## Data in this exercise
☆ ☆ ☆ ☆
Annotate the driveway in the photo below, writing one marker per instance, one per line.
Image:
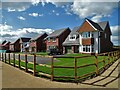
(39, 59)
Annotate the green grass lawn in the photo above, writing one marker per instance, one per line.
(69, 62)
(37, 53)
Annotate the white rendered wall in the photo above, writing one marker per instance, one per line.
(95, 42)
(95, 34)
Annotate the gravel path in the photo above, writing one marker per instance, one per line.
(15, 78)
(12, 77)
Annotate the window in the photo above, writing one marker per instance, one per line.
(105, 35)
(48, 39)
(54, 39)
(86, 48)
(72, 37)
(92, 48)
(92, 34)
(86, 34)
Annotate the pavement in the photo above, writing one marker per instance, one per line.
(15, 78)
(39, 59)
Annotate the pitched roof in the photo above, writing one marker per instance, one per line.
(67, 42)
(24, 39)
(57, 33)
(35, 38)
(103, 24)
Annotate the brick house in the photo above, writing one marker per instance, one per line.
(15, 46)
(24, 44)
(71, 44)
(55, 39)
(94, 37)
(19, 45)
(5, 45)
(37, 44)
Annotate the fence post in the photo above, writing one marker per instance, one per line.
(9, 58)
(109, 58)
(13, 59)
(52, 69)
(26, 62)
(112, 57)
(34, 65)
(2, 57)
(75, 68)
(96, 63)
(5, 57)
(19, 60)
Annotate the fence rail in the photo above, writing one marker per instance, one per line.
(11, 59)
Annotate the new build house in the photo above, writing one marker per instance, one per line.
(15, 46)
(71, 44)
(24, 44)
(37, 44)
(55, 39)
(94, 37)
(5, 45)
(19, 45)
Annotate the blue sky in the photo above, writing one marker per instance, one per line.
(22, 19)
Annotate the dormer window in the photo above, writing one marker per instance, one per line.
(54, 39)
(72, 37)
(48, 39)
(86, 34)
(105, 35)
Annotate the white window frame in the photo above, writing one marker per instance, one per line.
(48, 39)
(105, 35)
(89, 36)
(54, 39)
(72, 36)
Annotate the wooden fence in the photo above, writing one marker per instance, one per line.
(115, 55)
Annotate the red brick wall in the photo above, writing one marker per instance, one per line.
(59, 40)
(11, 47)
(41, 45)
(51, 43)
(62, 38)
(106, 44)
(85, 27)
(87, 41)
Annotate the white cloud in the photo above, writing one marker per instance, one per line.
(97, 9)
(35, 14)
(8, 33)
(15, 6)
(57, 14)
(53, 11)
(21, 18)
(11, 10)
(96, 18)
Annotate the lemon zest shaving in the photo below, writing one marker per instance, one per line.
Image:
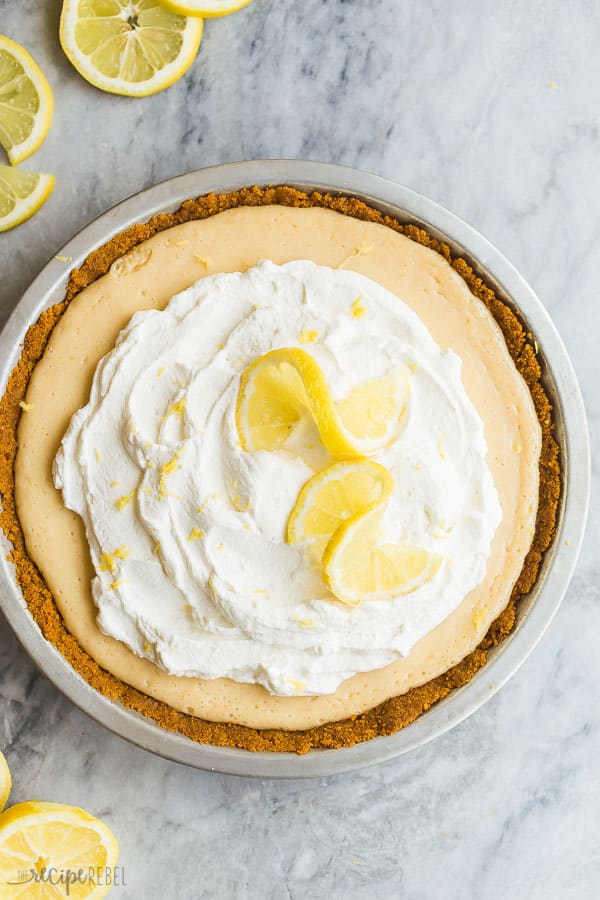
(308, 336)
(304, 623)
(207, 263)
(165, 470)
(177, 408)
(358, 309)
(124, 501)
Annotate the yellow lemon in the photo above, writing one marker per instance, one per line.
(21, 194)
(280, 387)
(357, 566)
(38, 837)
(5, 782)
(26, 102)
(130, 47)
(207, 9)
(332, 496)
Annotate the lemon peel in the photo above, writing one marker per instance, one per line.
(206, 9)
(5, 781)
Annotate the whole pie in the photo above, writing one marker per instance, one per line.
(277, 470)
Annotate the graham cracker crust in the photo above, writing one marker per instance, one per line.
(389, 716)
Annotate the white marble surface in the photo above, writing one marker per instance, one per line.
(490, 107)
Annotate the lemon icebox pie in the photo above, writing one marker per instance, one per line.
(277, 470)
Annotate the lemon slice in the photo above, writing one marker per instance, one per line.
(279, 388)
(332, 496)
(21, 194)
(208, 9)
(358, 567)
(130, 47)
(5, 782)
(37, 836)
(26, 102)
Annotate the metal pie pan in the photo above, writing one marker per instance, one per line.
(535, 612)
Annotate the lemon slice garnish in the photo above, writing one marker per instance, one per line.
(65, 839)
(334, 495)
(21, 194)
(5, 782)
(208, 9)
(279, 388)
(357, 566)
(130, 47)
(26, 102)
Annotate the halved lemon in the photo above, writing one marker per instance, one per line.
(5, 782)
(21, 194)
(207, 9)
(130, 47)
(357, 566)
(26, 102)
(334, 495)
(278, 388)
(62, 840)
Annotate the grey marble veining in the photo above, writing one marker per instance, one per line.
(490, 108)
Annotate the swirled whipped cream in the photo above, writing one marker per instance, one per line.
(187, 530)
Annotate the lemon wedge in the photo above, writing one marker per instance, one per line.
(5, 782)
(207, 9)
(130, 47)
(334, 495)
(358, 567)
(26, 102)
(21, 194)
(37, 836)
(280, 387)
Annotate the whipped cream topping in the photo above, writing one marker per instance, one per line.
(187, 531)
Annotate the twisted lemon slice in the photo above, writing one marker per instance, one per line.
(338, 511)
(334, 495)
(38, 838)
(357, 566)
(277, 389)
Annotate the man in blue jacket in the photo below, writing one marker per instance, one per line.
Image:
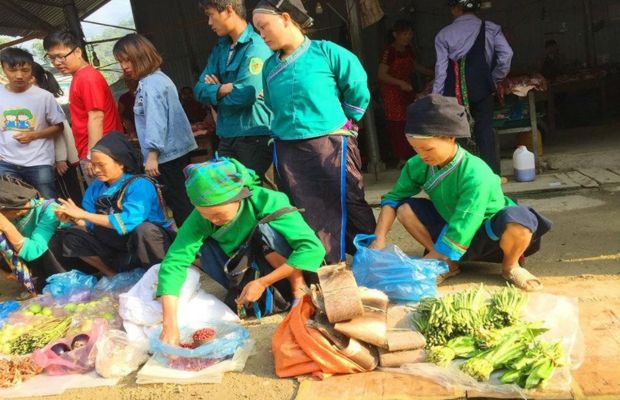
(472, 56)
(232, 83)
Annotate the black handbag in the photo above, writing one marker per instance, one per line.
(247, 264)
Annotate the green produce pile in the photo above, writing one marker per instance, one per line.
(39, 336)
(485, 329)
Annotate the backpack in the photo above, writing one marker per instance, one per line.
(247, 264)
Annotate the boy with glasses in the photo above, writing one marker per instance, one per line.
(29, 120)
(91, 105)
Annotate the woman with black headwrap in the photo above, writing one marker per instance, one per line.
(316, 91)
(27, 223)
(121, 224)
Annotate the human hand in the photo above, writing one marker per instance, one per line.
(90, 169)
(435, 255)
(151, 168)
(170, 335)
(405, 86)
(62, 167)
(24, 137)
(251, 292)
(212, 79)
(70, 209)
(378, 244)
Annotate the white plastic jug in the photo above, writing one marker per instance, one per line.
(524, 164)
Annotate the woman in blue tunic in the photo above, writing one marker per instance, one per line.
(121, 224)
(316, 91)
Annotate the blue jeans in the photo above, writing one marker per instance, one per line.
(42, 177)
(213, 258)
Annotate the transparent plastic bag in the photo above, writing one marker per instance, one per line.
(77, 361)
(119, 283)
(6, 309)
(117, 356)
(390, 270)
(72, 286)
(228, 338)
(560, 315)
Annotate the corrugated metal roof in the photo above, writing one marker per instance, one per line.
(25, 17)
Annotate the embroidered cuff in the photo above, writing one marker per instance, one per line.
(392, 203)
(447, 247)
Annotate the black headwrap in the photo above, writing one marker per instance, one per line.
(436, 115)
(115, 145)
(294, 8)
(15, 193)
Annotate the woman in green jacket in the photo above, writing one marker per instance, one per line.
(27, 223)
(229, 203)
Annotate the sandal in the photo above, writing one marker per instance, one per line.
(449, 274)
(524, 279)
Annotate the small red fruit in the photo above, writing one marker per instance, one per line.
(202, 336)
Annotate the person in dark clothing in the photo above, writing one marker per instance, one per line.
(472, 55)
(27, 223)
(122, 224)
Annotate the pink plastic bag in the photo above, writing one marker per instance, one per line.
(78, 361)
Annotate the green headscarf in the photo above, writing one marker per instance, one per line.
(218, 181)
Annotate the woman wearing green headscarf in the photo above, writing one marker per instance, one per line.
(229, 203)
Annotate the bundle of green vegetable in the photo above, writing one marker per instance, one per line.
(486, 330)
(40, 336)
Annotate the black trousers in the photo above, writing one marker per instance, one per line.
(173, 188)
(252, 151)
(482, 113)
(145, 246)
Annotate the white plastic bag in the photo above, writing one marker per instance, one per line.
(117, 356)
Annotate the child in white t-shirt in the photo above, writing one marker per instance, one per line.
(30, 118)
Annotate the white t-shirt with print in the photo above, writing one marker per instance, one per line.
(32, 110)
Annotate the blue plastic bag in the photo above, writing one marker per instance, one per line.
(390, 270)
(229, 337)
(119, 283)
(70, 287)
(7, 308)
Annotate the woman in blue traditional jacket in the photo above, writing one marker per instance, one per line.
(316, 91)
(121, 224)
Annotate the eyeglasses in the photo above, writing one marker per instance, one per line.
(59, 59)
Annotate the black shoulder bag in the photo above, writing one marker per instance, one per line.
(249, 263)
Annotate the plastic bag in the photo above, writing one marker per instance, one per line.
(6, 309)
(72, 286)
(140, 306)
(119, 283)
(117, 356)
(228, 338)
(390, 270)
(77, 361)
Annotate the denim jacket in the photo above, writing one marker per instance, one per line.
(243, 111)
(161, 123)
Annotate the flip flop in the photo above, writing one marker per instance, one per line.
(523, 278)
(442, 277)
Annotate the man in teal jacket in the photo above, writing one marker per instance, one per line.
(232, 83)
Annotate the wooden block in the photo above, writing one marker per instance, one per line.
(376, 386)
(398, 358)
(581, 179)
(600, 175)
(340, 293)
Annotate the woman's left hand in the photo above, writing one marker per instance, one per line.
☆ ☆ ☆ ☆
## Given task
Reproduce the data verbatim, starting at the line that contains "Annotate the white t-shirt" and continuing through the last line of the data.

## Answer
Annotate the white t-shirt with print in the photo above, writing one marker per instance, one per line.
(32, 110)
Annotate the blue plastic bag in the photo above, writing one marker per instance, one per line.
(390, 270)
(229, 337)
(119, 283)
(70, 287)
(7, 308)
Annotate the woman in blue traditional jacket in the photo above, writing one marker per instance, one per line.
(316, 91)
(121, 224)
Annotate the eyeglasses in the photo above, writing one marker per instance, one per line.
(59, 59)
Annotate the black shoulder bag in the photo above, writing one marker per instance, one per line.
(249, 263)
Annotate the plastic bag in the photo above, writing one marker per instance, one per line.
(6, 309)
(72, 286)
(140, 306)
(119, 283)
(117, 356)
(228, 338)
(390, 270)
(77, 361)
Annotate the denim jacket in the photo above, writing one marker per instance, one per line.
(243, 111)
(161, 123)
Annotate the flip flop in the photo above, writing one marker per instance, one per line.
(523, 278)
(442, 277)
Annotate the man in teal jacket in the photo above, writing one marker per instance, one per line.
(232, 83)
Annotate the wooden block in the photo above, writing one marker per instance, one per line.
(376, 386)
(398, 358)
(581, 179)
(600, 175)
(340, 293)
Annotate the woman's left hand in the photo above, writing one marker per instance, one per line.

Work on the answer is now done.